:: TEXTE À EXAMINER ::
- - - - - - -
À l’image d’Andros (jus de fruits, confiture), Panzani (concentré de tomate) ou Bonduelle (lire p. 48), certaines marques ajoutent leur pierre à l’édifice avec leurs propres démarches, tout comme certaines coopératives (Les Celliers associés, Agrial…).
Pistes brouillées
« Les labels fleurissent… mais tous ne se valent pas », avaient estimé, en mars 2018, plusieurs ONG (Générations futures, Greenpeace, France Nature environnement…). Elles dénonçaient des « labels trompeurs », qui garantissent uniquement l’absence des molécules recherchées et qui ne répondent pas aux problématiques environnementales. Elles estimaient que les certifications bio et HVE (haute valeur environnementale) étaient les seules à certifier une agriculture durable.
En tomates, les offres en « sans » ou « zéro » sont assez bien accueillies par les consommateurs, indique le CTIFL (2) et FranceAgriMer, au travers d’une étude commandée par l’AOPn (3) tomates et concombres de France. Elles sont cependant source d’une « grande confusion entre les différentes offres » (voir infographie p. 49) et « d’une incompréhension de certains messages trop scientifiques, qui interrogent plus qu’ils ne rassurent », estiment les auteurs.
- - - - - - -
:: DONNÉES EXTRAITES ::
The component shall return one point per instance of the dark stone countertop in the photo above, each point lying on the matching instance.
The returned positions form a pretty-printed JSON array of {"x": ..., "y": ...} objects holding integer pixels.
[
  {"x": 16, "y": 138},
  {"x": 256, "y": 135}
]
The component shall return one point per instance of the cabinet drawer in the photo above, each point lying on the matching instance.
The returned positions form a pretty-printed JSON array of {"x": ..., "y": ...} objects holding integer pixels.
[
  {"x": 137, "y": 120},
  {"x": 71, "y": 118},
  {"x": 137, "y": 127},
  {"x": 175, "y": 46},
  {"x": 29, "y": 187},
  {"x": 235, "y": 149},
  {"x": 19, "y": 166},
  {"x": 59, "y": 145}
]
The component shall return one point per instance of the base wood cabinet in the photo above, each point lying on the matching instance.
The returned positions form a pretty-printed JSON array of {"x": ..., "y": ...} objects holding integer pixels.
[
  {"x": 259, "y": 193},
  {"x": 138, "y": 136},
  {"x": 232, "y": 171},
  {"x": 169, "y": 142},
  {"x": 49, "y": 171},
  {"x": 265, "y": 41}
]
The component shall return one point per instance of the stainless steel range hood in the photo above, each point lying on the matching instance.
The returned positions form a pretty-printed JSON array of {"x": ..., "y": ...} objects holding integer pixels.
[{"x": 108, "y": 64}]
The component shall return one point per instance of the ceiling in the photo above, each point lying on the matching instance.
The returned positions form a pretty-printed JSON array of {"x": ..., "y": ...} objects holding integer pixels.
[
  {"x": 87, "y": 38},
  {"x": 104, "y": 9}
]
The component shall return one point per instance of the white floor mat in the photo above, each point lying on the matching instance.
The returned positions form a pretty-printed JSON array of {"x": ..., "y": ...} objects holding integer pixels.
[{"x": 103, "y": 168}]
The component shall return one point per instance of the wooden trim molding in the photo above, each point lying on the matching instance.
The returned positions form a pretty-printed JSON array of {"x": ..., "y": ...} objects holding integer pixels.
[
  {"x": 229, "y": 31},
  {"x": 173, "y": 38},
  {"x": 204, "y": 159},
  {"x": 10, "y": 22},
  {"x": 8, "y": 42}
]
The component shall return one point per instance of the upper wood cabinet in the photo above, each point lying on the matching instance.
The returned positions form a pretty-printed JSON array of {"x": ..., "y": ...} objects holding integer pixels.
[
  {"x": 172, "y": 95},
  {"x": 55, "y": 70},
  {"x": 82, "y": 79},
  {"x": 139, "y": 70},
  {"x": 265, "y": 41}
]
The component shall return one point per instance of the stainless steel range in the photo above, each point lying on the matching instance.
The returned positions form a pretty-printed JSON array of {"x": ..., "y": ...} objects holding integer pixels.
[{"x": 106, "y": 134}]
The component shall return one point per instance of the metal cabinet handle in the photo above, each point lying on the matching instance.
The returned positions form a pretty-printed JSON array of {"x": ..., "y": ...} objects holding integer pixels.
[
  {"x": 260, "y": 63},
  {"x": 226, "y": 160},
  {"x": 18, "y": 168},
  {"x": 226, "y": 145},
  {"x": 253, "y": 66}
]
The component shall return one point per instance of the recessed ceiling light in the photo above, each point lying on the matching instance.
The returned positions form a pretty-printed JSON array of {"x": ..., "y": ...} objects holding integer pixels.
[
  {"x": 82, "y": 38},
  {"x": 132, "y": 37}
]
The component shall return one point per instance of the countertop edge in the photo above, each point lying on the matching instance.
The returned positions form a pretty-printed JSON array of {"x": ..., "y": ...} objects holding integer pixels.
- - - - - - -
:: CONSIGNE ::
Rédigez la suite du texte sur les labels agricoles en reprenant juste après sa dernière phrase.

:: PRODUCTION ATTENDUE ::
Au sein du monde agricole, l’idée de segmenter l’offre ne fait pas l’unanimité. « Pour quelques pourcentages de la production, on se demande si on ne risque pas de jeter la suspicion sur le reste », se demande Daniel Sauvaitre, président de l’association Pommes poires, qui déclare avoir davantage un parti pris de confiance dans la réglementation.
Olivier Ayçaguer, responsable du service économie et compétitivité filière chez Interfel, assure que « des outils d’accompagnement sur l’utilisation de ces allégations sont rédigés et en cours de validation ».
Pour Jean-Paul Bordes, directeur général de l’Acta (4), « aujourd’hui c’est le zéro résidu de phyto, demain ça pourrait être d’autre chose : d’alcaloïdes ? De mycotoxines ? C’est une course sans fin qui protège davantage l’esprit que le corps. » Il estime qu’il faut donner aux consommateurs une vision globale du produit et de sa qualité en faisant un effort de pédagogie.
Démarche de progrès
Cet effort de communication, la coopérative Agrial s’y est engagée, en lançant « Agrilogique ». « Cette initiative va au-delà de la garantie de zéro résidu. Nous axons aussi notre marketing sur nos obligations de moyens », indique Emmanuel Neveu, directeur des achats et de l’amont agricole de la branche des légumes et fruits frais de la coopérative.
Quel que soit le collectif impliqué, un ensemble de pratiques sont, en effet, mises en place pour parvenir au résultat escompté (lire les témoignages). Pour les défenseurs des labels, cela tire les filières vers le haut et participe à un processus d’amélioration continue. Les Nouveaux champs indiquaient, le 18 octobre, que les producteurs de fruits et légumes labellisés en 2018 ont fait baisser leur IFT (indice de fréquence de traitement) de 51 %. Le collectif faisait également part d’une adhésion massive à la certification HVE.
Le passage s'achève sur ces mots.